Text section:
Higgins’ tight scenario
centers on treasury agents Dennis O’Brien (Dennis O’Keefe) and Tony Genaro
(Alfred Ryder), who go undercover to break up a counterfeiting operation working
out of Detroit and Los Angeles. Posing as members of a once-prominent Detroit
gang (O’Brien adopting the moniker Vannie Harrigan, Genaro becoming Tony
Galvani), the pair gain conditional access to the organization through a
low-level middleman called The Schemer (Wallace Ford), offering as bait an
engraving plate of exceptional quality. Having fallen from favor with his
employers, the Schemer hopes to redeem himself by brokering a deal between his
felonious new pals and the organization’s top brass. The latter are interested
but wary, and as negotiations proceed keep O’Brien and Genaro under close surveillance
by the gang’s enforcer Moxie (Charles McGraw).
Although the T-Men slip all too easily into their roles as vicious hoodlums (underscoring the thin line that divides the good and bad in all men), they remain under constant threat of exposure and death. Much of the film’s suspense results from the fear and paranoia under which they operate. Their covers eventually begin to fray when The Schemer witnesses an unplanned encounter between Genaro and his wife, who cannot conceal their mutual recognition. The Schemer duly reports his suspicions to his superiors, unaware that he too is about to become expendable, even though he’s compiled a little black blackmail book on the gang’s activities.

Brief A:
Do the following statements agree with the film synopsis above? (i) O'Brien poses as a gang member named Vannie Harrigan. (ii) The gang's enforcer is The Schemer. (iii) The counterfeiting operation works out of Detroit and Chicago. For each, answer yes or no and quote the words of the synopsis that decide it.
Brief B:
Reproduce the film synopsis above from "Although the T-Men" up to and including "the gang’s activities.".

Data shown:
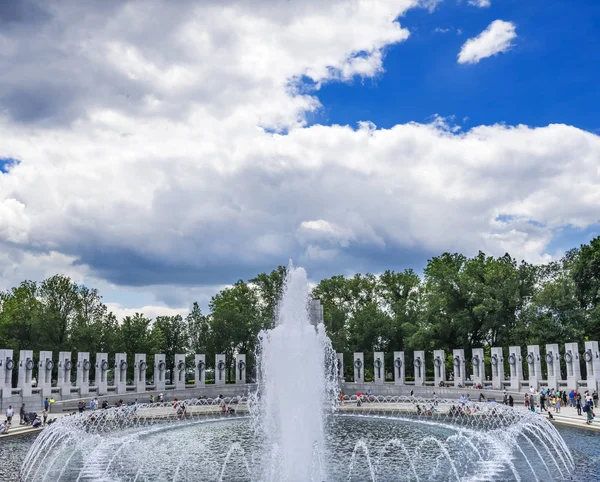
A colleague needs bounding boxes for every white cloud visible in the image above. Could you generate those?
[0,0,600,314]
[458,20,517,64]
[468,0,492,8]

Full answer A:
(i) Yes: "O’Brien adopting the moniker Vannie Harrigan"
(ii) No: "the gang’s enforcer Moxie (Charles McGraw)"
(iii) No: "working out of Detroit and Los Angeles"

Full answer B:
Although the T-Men slip all too easily into their roles as vicious hoodlums (underscoring the thin line that divides the good and bad in all men), they remain under constant threat of exposure and death. Much of the film’s suspense results from the fear and paranoia under which they operate. Their covers eventually begin to fray when The Schemer witnesses an unplanned encounter between Genaro and his wife, who cannot conceal their mutual recognition. The Schemer duly reports his suspicions to his superiors, unaware that he too is about to become expendable, even though he’s compiled a little black blackmail book on the gang’s activities.